» TO-DO LIST
**1.** From the forum thread about blacklisting kernel modules, list every username that appears as a post heading.
**2.** Pick up the forum thread about blacklisting kernel modules after its final line and carry it on.

» PASSAGE GIVEN

________________

I don't remember how it is on baselayout-1. On baselayout-2, if you blacklist a module, then the module will not be autoloaded when the need arises. For example, if you blacklist usbhid and later you plug in a usb mouse receiver, then the kernel will not automatically load the module. You will need to explicitly modprobe the module. This can be a big disadvantage if you want a plug-and-play behaviour.

----------

## Geddy Leon

yes, the same is true when removing the /lib/modules/2.6.29.4/modules.alias and /lib/modules/2.6.29.4/modules.alias.bin files as I have been doing.

is there a solution that will not load on boot up but still do automatic loading when the need arises ?

that would be best, for sure.

----------

## ppurka

 *Geddy Leon wrote:*   

> yes, the same is true when removing the /lib/modules/2.6.29.4/modules.alias and /lib/modules/2.6.29.4/modules.alias.bin files as I have been doing.
> 
> is there a solution that will not load on boot up but still do automatic loading when the need arises ?
> 
> that would be best, for sure.

 I myself wanted such a solution, but I don't think there is.

----------

## Captain Newbie

 *ppurka wrote:*   

>  *Geddy Leon wrote:*   yes, the same is true when removing the /lib/modules/2.6.29.4/modules.alias and /lib/modules/2.6.29.4/modules.alias.bin files as I have been doing.

________________

» DATA LINES
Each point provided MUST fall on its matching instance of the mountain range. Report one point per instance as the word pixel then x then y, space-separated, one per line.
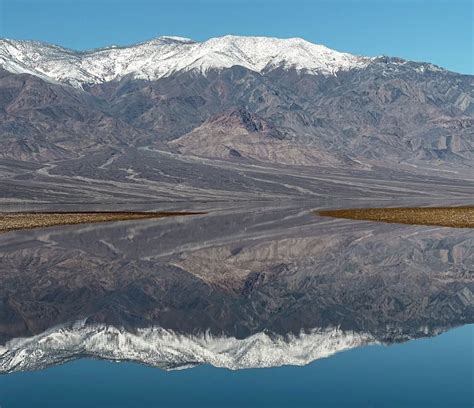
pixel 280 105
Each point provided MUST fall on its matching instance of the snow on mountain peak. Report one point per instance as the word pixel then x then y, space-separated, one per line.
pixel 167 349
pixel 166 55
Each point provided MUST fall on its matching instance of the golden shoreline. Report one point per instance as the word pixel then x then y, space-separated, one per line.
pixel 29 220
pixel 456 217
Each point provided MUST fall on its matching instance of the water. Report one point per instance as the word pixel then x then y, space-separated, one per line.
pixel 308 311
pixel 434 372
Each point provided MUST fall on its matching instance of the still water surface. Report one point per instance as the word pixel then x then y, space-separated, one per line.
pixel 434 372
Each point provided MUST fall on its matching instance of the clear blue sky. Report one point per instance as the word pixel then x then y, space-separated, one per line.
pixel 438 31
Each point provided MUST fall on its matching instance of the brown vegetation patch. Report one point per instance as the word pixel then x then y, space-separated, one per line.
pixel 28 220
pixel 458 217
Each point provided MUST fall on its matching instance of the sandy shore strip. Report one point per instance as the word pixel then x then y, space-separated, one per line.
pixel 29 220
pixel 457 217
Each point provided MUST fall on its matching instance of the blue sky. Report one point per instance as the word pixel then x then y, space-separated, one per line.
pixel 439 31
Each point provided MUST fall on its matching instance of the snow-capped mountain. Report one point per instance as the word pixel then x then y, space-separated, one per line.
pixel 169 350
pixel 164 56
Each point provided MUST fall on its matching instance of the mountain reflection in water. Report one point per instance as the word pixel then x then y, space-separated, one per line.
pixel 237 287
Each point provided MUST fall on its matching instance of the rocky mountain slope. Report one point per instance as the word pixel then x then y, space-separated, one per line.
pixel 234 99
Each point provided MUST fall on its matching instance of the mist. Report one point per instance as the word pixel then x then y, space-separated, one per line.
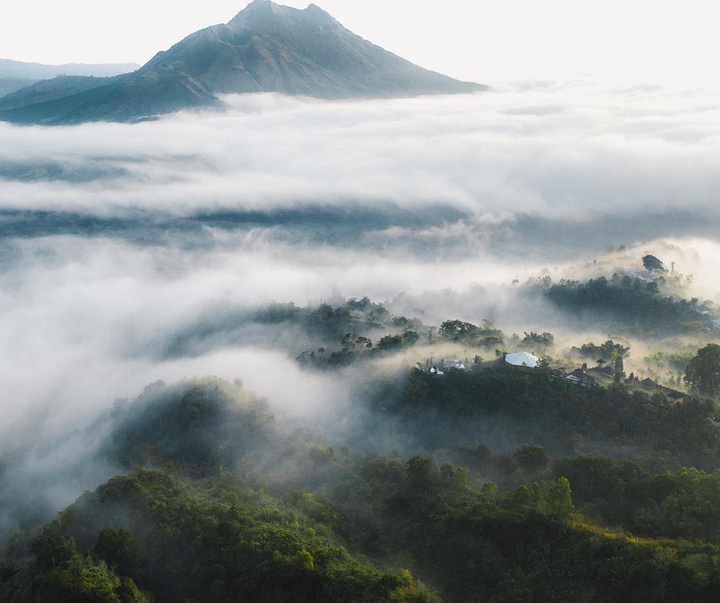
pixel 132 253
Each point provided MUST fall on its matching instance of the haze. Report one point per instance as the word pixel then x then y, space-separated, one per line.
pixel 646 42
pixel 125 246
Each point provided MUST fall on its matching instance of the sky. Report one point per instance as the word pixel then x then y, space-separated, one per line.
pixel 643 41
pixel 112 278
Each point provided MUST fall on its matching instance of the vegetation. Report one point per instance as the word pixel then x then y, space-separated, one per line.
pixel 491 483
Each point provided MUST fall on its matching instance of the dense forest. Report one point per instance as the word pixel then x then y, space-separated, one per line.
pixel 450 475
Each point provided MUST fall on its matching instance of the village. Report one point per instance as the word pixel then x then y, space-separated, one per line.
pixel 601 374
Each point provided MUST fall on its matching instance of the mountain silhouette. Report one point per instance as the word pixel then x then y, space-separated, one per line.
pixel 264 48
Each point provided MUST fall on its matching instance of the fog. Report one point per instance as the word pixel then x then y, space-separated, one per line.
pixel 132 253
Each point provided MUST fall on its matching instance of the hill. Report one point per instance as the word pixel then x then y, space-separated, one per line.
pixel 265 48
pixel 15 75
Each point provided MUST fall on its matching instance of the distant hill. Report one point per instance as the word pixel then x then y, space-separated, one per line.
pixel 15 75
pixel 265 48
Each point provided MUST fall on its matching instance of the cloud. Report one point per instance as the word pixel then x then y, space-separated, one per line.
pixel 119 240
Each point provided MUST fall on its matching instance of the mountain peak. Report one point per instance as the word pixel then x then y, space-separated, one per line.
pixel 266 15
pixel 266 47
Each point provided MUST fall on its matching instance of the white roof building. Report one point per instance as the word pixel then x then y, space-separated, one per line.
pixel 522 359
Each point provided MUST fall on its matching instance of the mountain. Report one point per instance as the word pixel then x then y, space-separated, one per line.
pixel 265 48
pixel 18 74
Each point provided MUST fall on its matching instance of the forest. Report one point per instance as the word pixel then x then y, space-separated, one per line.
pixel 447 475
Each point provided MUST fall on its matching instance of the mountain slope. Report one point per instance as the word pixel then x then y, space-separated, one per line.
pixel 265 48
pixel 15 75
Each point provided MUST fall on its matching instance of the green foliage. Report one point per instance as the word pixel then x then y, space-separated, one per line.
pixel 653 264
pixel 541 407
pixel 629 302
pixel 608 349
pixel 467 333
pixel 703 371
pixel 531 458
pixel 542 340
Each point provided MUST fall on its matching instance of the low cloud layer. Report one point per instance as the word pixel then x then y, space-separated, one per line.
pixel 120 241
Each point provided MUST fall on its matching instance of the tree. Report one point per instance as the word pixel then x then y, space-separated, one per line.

________________

» RESPONSE LIST
**1.** Geddy Leon, ppurka, Captain Newbie

**2.**
> 
> is there a solution that will not load on boot up but still do automatic loading when the need arises ?
> 
> that would be best, for sure. I myself wanted such a solution, but I don't think there is.

 

Demand loading (and unloading) is a neat idea indeed...some bright spark should work on that.

----------

## cyrillic

 *Captain Newbie wrote:*   

> Demand loading (and unloading) is a neat idea indeed...some bright spark should work on that.

 

Demand loading (and unloading) already works, and is enabled by default.

This whole thread is about making it not work.

----------

## dmpogo

 *cyrillic wrote:*   

>  *Captain Newbie wrote:*   Demand loading (and unloading) is a neat idea indeed...some bright spark should work on that. 
> 
> Demand loading (and unloading) already works, and is enabled by default.
> 
> This whole thread is about making it not work.

 

demand unloading is probably not working anymore. Used to be in the last century.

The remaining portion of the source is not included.